Money piece highlights are the lightest sections of color framing your face, and they have quietly become the most-requested color service in the salon. Hailey Bieber popularized the look. Clients across every age range, hair color, and length keep asking for it. The reason is simple. It is the highest-impact, lowest-commitment color change you can make.
This is the full breakdown. What money piece highlights actually are, who they look best on, how they differ from balayage and traditional highlights, what they cost, how to maintain them, and how to ask for the version that suits your face and your hair.
Money piece highlights are two thicker, brighter sections of lightened hair placed directly around the face, usually starting at the part and running down past the cheekbones. The “money piece” name comes from the idea that those front pieces are the ones doing the most visual work, the ones that frame and brighten the face every time you look in the mirror.
Unlike traditional highlights, which are woven through the entire head, the money piece is concentrated. Two pieces. Strong contrast. All the impact lives at the front.
Almost everyone, when placed correctly. The trick is matching the brightness and tone of the front pieces to your skin and your existing hair color.
For brunettes, a soft caramel or honey money piece adds warmth without making the rest of your hair look flat. If you want more contrast, a buttery blonde money piece on dark hair is the high-impact version, the one you see all over Pinterest and TikTok.
For blondes, a money piece is usually a brighter platinum or icy section against your existing dimensional blonde. It pulls focus to the face and keeps the rest of your color soft.

STORED ROWS
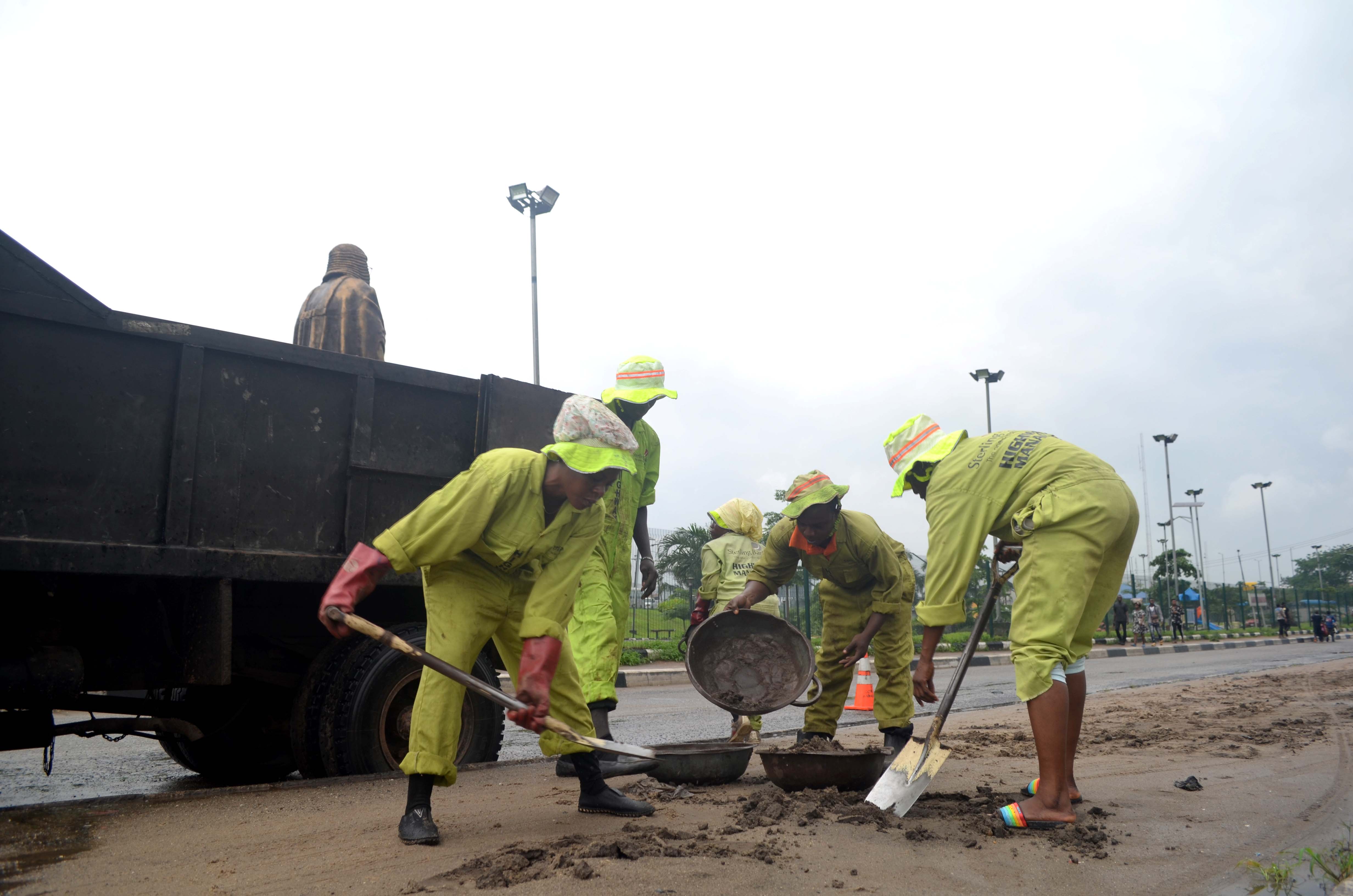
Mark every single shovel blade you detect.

==

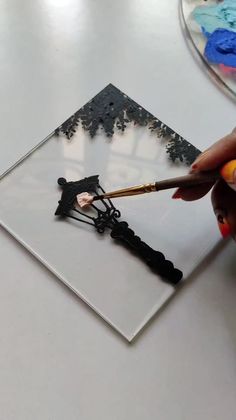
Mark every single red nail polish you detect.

PROBLEMS AND TASKS
[A] Repeat the part of the money piece highlights article starting with "Money piece highlights are two" and going on through "in the mirror.".
[B] Translate this sentence from the money piece highlights article into Spanish: "Unlike traditional highlights, which are woven through the entire head, the money piece is concentrated."
[C] Resume the money piece highlights article, picking up after its last sentence.

ANSWER LIST
[A]
Money piece highlights are two thicker, brighter sections of lightened hair placed directly around the face, usually starting at the part and running down past the cheekbones. The “money piece” name comes from the idea that those front pieces are the ones doing the most visual work, the ones that frame and brighten the face every time you look in the mirror.

[B] A diferencia de los reflejos tradicionales, que se entretejen por toda la cabeza, el money piece está concentrado.

[C]
For redheads, a copper-gold money piece adds light without breaking the natural warmth of the base.
This is the question every new color client asks. The short answer.
Traditional highlights are foiled sections placed through the head, usually in a uniform pattern, with a clear root line as it grows out.
Balayage is a freehand painted technique that creates soft, sun-kissed transitions and grows out without a hard demarcation line.
A money piece is a placement, not a technique. You can do a money piece using foil highlights, or you can do a money piece using balayage. The point is the placement at the front of the face, not the application method.
Most colorists, including ours, use a combination. Balayage through the mid-lengths and ends for soft dimension. Foiled money piece sections at the front for brightness and a clean, defined frame.
A money piece on its own runs about an hour and a half, processing included. If you are adding it to a full balayage or all-over color service, plan for three to four hours start to finish. Long, thick hair takes longer.
Pricing depends on hair length, density, and whether the money piece is a standalone service or an add-on to balayage or color. At Monarch Studio in San Diego, a money piece add-on starts at $85, and a full color service with money piece runs from $250 depending on the stylist and your hair. We always quote during your consultation so there are no surprises.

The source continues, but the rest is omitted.